_WHAT YOU NEED TO DO_
All entries below need to be written out exactly, but without their pictures.

_DATA SECTION_

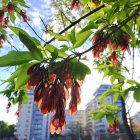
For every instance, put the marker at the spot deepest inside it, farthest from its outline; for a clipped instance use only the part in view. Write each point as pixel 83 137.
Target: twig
pixel 75 22
pixel 12 45
pixel 134 49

_THE RESPONSE_
For every instance, put the marker at the spot deepest inside it, farthest from its outline; for a clipped instance use only the part in view. Write each point as pixel 83 137.
Target: twig
pixel 75 22
pixel 12 45
pixel 134 49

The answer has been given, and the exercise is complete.